-- EXTRACTED INFORMATION start --

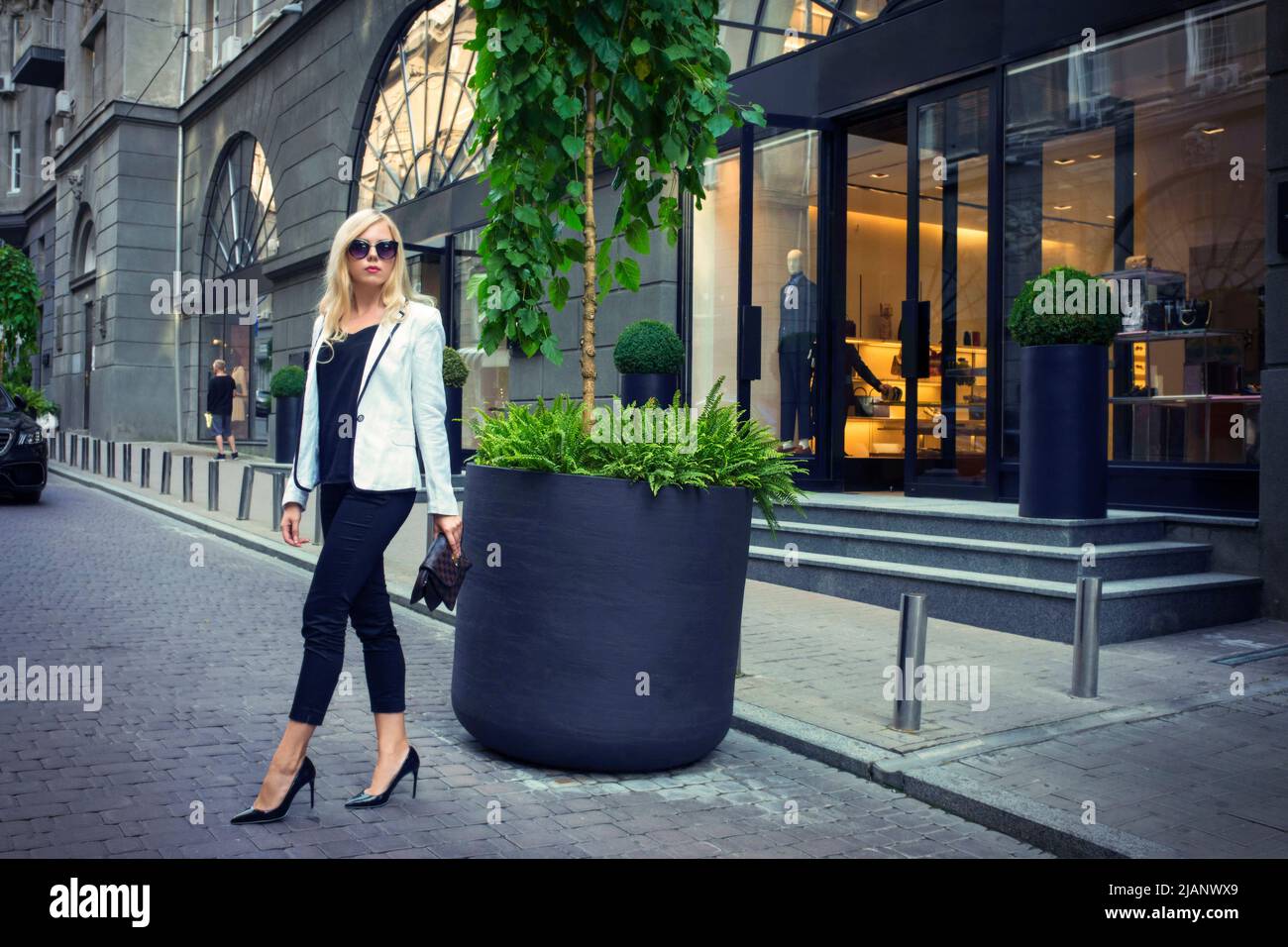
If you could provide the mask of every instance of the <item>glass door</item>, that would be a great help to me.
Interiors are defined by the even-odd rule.
[[[992,206],[994,77],[908,103],[907,294],[900,366],[907,380],[904,490],[996,492],[989,463],[989,322],[997,215]]]

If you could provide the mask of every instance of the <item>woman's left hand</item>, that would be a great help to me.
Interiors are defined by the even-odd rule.
[[[447,536],[447,545],[452,550],[452,558],[455,559],[461,554],[461,531],[464,524],[461,518],[457,515],[448,515],[446,513],[434,514],[434,533],[443,533]]]

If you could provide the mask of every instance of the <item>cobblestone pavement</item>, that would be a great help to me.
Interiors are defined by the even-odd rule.
[[[397,607],[417,798],[341,805],[374,763],[350,634],[317,808],[231,826],[286,723],[309,573],[59,477],[0,501],[0,665],[102,667],[98,710],[0,702],[3,857],[1050,857],[738,732],[661,774],[518,765],[451,711],[451,629]]]

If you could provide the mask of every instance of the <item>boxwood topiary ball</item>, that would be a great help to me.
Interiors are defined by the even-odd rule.
[[[298,398],[304,394],[304,368],[298,365],[278,368],[268,385],[269,394],[274,398]]]
[[[453,348],[443,349],[443,384],[448,388],[465,388],[470,370],[465,367],[461,353]]]
[[[1029,280],[1011,305],[1011,338],[1020,345],[1109,345],[1122,330],[1122,314],[1100,305],[1104,294],[1097,290],[1108,289],[1105,282],[1073,267],[1052,267]]]
[[[665,322],[632,322],[617,339],[613,363],[623,375],[676,375],[684,363],[684,343]]]

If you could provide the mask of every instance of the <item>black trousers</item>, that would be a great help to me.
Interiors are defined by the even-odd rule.
[[[362,640],[372,714],[406,709],[402,642],[385,589],[384,555],[416,502],[415,490],[368,492],[352,483],[318,488],[326,541],[304,602],[304,661],[291,720],[319,724],[344,666],[344,633]]]
[[[809,350],[814,336],[809,332],[784,335],[778,341],[779,388],[779,441],[791,441],[792,432],[800,425],[800,441],[809,441],[814,434],[810,417],[809,378],[813,372],[809,365]]]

-- EXTRACTED INFORMATION end --

EXERCISE TASK: Every record is to be reproduced exactly, with no pictures included.

SOLUTION FOR THIS EXERCISE:
If you could provide the mask of every instance of the <item>glass door</item>, that would be a great help to me.
Interiors are defined by the even-odd rule.
[[[992,206],[994,77],[908,103],[907,294],[900,366],[907,380],[904,490],[996,492],[989,463],[989,322],[997,215]]]

If you could provide the mask of every instance of the <item>woman's left hand</item>, that would be a great help to me.
Interiors are defined by the even-odd rule.
[[[447,536],[447,545],[452,550],[452,558],[455,559],[461,554],[461,531],[464,524],[461,518],[457,515],[448,515],[446,513],[434,514],[434,533],[443,533]]]

If you could provide the mask of every instance of the <item>cobblestone pavement</item>, that would be a great help to me.
Interiors are defined by the even-odd rule.
[[[397,607],[417,798],[341,805],[374,763],[350,634],[317,808],[231,826],[286,723],[309,573],[59,477],[0,501],[0,665],[102,667],[98,710],[0,702],[3,857],[1050,857],[738,732],[661,774],[518,765],[451,711],[451,629]]]

If you could provide the mask of every instance of the <item>boxwood topiary ball</item>, that would be a great help to me.
Interiors are defined by the even-odd rule.
[[[298,398],[304,394],[304,368],[298,365],[278,368],[268,385],[269,394],[274,398]]]
[[[453,348],[443,349],[443,384],[448,388],[465,388],[470,370],[465,367],[461,353]]]
[[[1029,280],[1011,305],[1011,338],[1020,345],[1109,345],[1122,330],[1122,314],[1100,305],[1104,294],[1097,290],[1108,289],[1105,282],[1073,267],[1052,267]]]
[[[665,322],[632,322],[617,339],[613,363],[623,375],[676,375],[684,363],[684,343]]]

If you could provide the mask of every instance of the <item>black trousers</item>, that would be a great help to me.
Interiors are defined by the even-odd rule.
[[[362,640],[372,714],[406,709],[402,642],[385,589],[384,555],[416,502],[415,490],[368,492],[352,483],[318,488],[326,541],[304,602],[304,661],[291,720],[319,724],[344,666],[344,633]]]
[[[809,350],[814,336],[809,332],[784,335],[778,341],[779,388],[779,441],[791,441],[792,432],[800,425],[800,441],[809,441],[814,434],[810,417],[809,378],[813,372],[809,365]]]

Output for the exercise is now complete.